### Work required
Lines before the one containing "Reviewer note: check that each instance of the armchair" are left out. Retype that line and the rest through the end of the material exactly.

### Data for this task
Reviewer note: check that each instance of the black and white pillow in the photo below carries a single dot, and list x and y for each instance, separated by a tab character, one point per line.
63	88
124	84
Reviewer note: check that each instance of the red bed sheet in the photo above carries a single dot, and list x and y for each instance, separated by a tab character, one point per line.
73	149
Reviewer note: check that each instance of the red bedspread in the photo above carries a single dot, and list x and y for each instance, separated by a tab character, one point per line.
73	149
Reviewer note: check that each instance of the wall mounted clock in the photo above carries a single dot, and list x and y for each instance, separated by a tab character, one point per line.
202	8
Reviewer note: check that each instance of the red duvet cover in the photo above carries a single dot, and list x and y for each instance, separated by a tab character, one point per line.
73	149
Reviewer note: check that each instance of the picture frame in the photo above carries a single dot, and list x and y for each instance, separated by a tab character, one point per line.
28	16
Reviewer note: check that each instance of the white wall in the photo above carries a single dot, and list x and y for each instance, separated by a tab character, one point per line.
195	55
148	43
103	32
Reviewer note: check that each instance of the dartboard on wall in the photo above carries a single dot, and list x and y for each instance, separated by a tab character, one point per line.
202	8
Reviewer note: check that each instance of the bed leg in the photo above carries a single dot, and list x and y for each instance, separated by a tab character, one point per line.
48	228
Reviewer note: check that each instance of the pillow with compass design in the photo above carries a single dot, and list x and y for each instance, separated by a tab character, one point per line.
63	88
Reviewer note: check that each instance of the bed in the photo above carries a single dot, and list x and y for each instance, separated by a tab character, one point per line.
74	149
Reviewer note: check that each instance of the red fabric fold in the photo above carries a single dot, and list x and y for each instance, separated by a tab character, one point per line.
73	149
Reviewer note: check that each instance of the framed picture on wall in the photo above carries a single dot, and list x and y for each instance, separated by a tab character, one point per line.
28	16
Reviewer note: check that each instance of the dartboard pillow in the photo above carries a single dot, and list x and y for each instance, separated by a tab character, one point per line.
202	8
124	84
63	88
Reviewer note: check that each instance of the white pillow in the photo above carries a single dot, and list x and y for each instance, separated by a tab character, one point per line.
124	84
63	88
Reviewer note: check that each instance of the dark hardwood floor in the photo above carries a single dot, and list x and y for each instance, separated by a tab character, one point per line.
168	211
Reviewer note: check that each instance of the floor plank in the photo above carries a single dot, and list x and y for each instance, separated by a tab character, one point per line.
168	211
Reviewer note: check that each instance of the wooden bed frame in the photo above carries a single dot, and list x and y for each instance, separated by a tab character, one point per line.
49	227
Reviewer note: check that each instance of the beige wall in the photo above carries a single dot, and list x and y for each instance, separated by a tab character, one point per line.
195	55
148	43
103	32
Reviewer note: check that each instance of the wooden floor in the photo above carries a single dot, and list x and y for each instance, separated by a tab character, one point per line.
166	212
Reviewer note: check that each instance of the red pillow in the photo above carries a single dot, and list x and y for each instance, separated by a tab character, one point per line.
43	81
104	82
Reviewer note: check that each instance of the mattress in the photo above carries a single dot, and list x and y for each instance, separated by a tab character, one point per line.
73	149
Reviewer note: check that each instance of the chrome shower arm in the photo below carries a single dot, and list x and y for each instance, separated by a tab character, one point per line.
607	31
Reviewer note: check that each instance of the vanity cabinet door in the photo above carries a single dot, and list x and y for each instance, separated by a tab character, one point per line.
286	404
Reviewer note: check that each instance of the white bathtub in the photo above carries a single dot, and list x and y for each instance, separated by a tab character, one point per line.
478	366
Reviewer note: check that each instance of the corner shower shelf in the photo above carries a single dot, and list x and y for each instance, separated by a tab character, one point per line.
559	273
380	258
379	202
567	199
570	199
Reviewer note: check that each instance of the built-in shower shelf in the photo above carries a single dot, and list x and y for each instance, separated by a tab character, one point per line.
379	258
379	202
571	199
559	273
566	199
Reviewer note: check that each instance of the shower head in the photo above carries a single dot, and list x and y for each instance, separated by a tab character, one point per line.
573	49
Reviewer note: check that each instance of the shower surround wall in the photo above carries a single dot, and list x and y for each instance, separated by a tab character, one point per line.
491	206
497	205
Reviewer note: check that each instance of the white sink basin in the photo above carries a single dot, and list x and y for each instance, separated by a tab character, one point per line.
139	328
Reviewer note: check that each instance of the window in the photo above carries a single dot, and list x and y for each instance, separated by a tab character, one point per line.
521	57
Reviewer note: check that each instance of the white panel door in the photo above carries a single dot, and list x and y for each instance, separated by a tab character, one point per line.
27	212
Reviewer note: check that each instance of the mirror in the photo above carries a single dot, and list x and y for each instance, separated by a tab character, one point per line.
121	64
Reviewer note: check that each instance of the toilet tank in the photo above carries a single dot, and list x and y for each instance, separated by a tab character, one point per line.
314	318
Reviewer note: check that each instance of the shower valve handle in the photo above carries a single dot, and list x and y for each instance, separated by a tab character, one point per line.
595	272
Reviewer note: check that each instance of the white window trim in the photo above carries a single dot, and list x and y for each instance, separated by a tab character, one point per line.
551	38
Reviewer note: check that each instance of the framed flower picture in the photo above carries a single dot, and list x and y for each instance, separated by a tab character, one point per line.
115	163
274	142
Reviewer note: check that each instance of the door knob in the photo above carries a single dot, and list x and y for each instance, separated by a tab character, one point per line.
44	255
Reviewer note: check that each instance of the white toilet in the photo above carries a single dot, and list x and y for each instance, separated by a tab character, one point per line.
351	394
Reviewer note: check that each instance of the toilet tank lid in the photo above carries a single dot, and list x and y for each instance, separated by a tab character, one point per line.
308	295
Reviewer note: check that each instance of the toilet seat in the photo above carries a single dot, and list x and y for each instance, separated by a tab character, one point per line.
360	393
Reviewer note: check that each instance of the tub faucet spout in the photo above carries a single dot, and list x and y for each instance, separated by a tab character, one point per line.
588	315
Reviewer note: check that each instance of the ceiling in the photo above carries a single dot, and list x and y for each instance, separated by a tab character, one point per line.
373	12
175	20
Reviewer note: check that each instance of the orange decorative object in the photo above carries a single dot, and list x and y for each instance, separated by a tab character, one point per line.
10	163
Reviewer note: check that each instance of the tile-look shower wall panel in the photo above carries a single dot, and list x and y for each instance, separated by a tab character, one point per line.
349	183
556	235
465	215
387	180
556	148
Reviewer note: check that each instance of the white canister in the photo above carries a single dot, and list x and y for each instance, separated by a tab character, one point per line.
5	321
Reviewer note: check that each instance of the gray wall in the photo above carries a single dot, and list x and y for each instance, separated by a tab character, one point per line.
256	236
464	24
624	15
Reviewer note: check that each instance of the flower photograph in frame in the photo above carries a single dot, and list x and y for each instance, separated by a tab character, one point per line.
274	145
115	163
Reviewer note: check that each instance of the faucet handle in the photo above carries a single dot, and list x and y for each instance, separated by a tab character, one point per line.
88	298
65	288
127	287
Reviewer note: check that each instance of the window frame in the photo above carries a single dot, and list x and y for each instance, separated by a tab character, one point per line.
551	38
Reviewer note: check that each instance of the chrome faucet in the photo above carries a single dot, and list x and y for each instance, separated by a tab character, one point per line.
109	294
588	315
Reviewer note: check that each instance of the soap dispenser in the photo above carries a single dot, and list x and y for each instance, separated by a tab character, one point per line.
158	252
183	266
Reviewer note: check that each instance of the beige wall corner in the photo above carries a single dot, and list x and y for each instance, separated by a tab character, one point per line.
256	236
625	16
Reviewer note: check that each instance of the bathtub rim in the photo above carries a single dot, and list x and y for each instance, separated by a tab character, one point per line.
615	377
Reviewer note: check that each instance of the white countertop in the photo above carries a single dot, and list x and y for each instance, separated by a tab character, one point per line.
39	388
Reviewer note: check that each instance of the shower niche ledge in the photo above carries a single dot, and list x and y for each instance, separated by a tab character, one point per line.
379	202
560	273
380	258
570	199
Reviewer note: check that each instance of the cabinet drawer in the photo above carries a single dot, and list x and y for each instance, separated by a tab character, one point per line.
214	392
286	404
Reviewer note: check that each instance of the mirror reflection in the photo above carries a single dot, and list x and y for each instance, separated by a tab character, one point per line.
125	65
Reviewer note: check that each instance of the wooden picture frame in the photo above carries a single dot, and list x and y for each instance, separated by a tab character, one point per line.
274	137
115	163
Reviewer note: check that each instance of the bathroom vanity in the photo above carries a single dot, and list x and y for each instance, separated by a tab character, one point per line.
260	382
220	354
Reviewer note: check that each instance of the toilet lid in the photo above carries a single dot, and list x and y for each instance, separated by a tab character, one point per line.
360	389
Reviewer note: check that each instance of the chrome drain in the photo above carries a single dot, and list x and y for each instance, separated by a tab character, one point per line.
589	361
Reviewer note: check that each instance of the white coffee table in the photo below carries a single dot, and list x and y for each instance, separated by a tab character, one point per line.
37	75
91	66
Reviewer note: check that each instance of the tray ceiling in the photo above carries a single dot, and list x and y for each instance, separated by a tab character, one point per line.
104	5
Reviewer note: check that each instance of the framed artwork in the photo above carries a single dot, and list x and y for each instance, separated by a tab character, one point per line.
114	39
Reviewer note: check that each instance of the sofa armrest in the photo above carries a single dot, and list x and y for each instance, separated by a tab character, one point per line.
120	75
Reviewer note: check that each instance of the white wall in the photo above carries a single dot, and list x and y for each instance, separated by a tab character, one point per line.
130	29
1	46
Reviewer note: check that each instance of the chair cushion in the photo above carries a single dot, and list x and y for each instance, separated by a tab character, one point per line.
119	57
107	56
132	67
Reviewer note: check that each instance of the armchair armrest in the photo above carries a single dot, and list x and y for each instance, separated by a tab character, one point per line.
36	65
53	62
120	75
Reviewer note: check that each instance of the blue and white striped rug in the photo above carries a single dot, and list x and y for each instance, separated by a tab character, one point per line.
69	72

### Answer to the exercise
Reviewer note: check that each instance of the armchair armrest in the photo above carries a single dot, and list x and y for each instance, separated by a tab character, one point per line.
36	65
53	62
120	75
Reviewer note: check that each instance of the blue and white striped rug in the photo above carries a single dot, and list x and y for each instance, separated by a tab character, one point per line.
69	72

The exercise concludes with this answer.